---- Texto de lectura

La ayuda vino, sorpresiva, increíblemente, de mis compañeras del colegio. Beatriz Ludlow habló con un tío que me envió con el doctor Marín, sí, pariente de Lupe. Pero hubo qué pagar 3 mil pesos. Una fortuna para mí, que contaba con un peso diario para comprar dulces en el recreo. Tere Franco logró empeñar unos aretes de diamantes de su madre. Para recuperarlos, el hermano de Celia Aguilar puso el dinero. Luz Uribe extrajo mil pesos de la cuenta personal que llevaba de la revista del colegio. La profesora de filosofía prestó mil. El sentimiento de culpabilidad terminó la tarde que aborté. Pero, son tan viejos esos recuerdos que, a veces, me parece que no son míos, comienza Ayer es nunca jamás, una de mis novelas.

Volví a caminar por los corredores del diario exhibiendo mi silueta delgada. Descubrí algunas miradas de desconcierto. Nunca supieron si todo no fue sino un falso rumor.

Había recuperado mi orgullo y mi libertad gracias al aborto. Celebro que el derecho a abortar forme ahora parte de la Constitución francesa. Espero que pase lo mismo en México para acabar de culpabilizar a la mujer. Bien dijo Sor Juana: Hombres necios que acusáis / a la mujer sin razón, / sin ver que sois la ocasión / de lo mismo que culpáis.

--------

- Ejercicio planteado 1
Reproduce literalmente las líneas de las entradas, empezando en la que contiene "of the dense" y terminando en la que contiene "Target: dense jungle canopy", ambas incluidas.

---- Datos registrados

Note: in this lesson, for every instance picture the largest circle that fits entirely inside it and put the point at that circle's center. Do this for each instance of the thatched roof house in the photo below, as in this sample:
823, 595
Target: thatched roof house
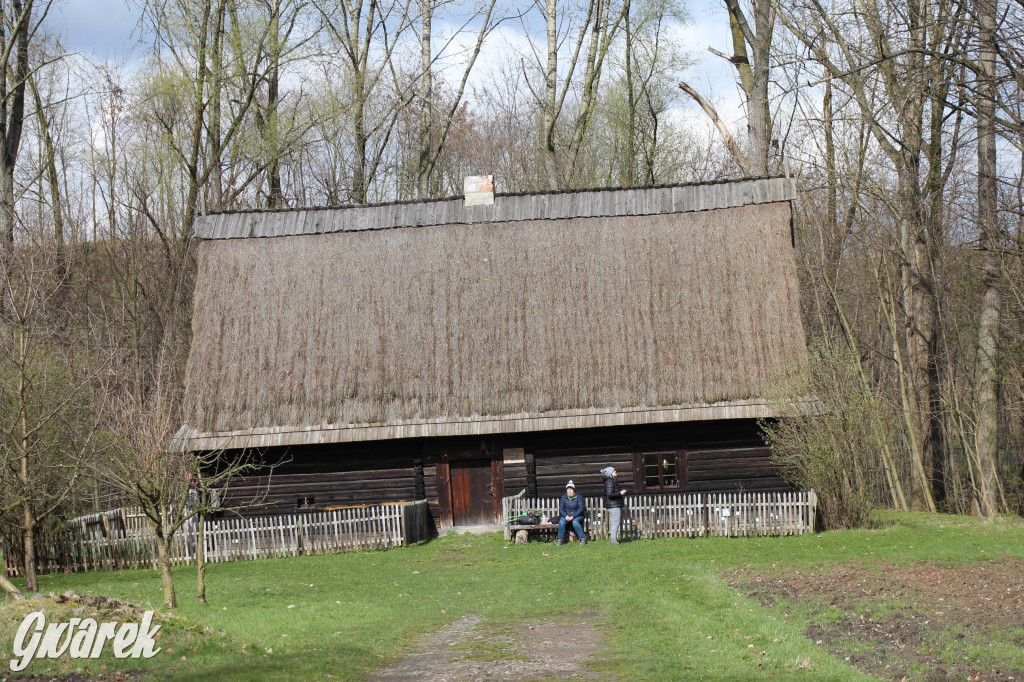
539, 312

--------
---- Datos registrados

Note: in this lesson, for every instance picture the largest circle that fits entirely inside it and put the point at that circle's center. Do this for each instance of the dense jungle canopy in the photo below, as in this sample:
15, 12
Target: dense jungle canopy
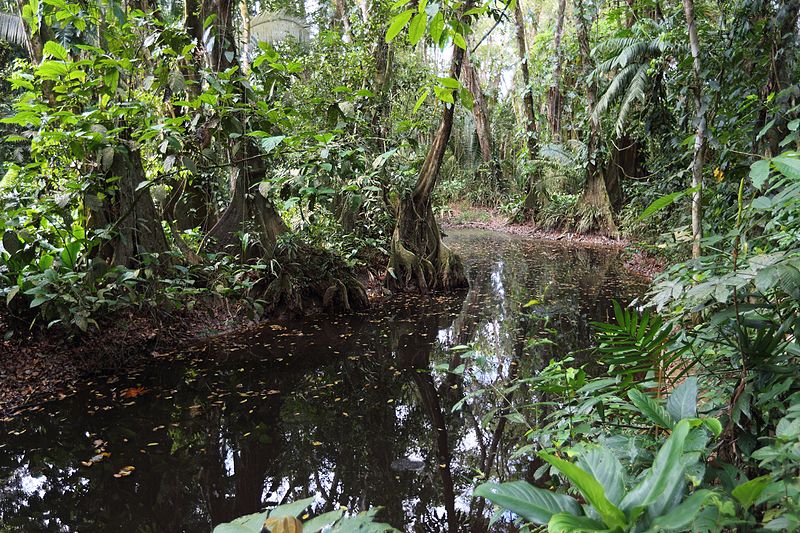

--------

- Ejercicio planteado 2
Indica si cada afirmación coincide con el texto de lectura y cita las palabras que lo deciden: (a) la profesora de filosofía prestó mil pesos; (b) el doctor Marín no cobró nada; (c) Tere Franco empeñó un collar de su madre.

- Respuesta del ejercicio 1
Note: in this lesson, for every instance picture the largest circle that fits entirely inside it and put the point at that circle's center. Do this for each instance of the dense jungle canopy in the photo below, as in this sample:
15, 12
Target: dense jungle canopy

- Respuesta del ejercicio 2
(a) Sí: "La profesora de filosofía prestó mil."
(b) No: "Pero hubo qué pagar 3 mil pesos."
(c) No: "Tere Franco logró empeñar unos aretes de diamantes de su madre."